*** Supplied data ***

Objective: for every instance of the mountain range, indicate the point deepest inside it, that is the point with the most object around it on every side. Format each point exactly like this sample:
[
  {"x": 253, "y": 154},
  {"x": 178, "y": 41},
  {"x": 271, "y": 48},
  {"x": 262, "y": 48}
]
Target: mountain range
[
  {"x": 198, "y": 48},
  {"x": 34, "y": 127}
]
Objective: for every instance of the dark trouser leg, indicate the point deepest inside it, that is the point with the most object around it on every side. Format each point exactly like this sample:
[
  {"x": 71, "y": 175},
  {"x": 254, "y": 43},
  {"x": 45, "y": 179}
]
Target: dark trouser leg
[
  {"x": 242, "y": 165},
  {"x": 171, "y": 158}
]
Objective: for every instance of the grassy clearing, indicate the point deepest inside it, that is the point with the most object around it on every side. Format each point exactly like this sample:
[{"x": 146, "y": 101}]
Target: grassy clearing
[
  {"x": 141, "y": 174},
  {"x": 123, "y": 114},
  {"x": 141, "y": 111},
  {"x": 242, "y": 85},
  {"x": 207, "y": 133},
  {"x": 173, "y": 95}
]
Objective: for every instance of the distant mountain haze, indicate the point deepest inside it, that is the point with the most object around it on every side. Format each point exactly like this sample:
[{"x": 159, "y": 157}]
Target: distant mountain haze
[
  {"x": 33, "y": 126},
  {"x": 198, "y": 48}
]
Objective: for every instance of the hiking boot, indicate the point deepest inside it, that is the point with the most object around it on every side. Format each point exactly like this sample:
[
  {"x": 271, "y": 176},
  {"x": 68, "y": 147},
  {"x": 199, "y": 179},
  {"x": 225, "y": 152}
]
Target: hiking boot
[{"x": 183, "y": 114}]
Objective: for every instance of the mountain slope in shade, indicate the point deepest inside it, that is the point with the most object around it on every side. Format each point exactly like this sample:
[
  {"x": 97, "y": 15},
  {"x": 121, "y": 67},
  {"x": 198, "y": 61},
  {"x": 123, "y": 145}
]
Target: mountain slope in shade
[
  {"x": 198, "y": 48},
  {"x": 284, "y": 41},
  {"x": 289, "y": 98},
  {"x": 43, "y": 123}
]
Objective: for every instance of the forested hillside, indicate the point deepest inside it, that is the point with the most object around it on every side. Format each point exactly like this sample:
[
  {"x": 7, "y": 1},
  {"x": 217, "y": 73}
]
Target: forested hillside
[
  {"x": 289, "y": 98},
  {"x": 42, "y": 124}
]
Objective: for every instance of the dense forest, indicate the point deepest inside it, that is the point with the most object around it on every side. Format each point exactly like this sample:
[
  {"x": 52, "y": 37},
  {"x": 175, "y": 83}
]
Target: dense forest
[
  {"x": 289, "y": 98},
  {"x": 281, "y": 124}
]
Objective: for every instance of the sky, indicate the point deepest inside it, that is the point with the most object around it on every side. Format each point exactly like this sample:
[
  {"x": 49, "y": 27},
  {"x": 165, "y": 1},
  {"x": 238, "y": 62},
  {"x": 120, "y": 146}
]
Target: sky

*** End of Supplied data ***

**How to complete this task:** Everything from the line containing "Target: distant mountain haze" through the final line of the entries is to be written out exactly. No other lines belong in the answer.

**Your response:**
Target: distant mountain haze
[
  {"x": 33, "y": 126},
  {"x": 198, "y": 48}
]
Objective: for every instance of the hiking boot, indicate the point deepest inside it, that is the point with the most object around it on every side. Format each point exactly like this sample:
[
  {"x": 271, "y": 176},
  {"x": 68, "y": 147},
  {"x": 199, "y": 179},
  {"x": 225, "y": 152}
]
Target: hiking boot
[{"x": 183, "y": 114}]
Objective: for every instance of the mountain slope in shade, indicate the point deepest inside it, that is the point with the most object around it on every side. Format each point exactly like this sample:
[
  {"x": 97, "y": 15},
  {"x": 121, "y": 67},
  {"x": 198, "y": 61},
  {"x": 123, "y": 145}
]
Target: mountain slope in shade
[
  {"x": 198, "y": 48},
  {"x": 284, "y": 41},
  {"x": 289, "y": 98},
  {"x": 43, "y": 123}
]
Objective: for every instance of the forested hillside, indicate the point deepest inside it, that is the point with the most object around it on every side. Format each point exactly like this sample:
[
  {"x": 7, "y": 1},
  {"x": 217, "y": 73}
]
Target: forested hillside
[
  {"x": 289, "y": 98},
  {"x": 42, "y": 124}
]
Objective: for every instance of the dense forest, indicate the point deepest inside it, that is the point with the most object around it on every side. Format each point exactly like this sample:
[
  {"x": 52, "y": 37},
  {"x": 175, "y": 83}
]
Target: dense forest
[
  {"x": 289, "y": 98},
  {"x": 281, "y": 124}
]
Objective: for every instance of the sky, indicate the point deepest inside it, that is the point with the most object around it on every side. Format each point exactly like this sample:
[
  {"x": 49, "y": 27},
  {"x": 165, "y": 1},
  {"x": 238, "y": 62},
  {"x": 120, "y": 146}
]
Target: sky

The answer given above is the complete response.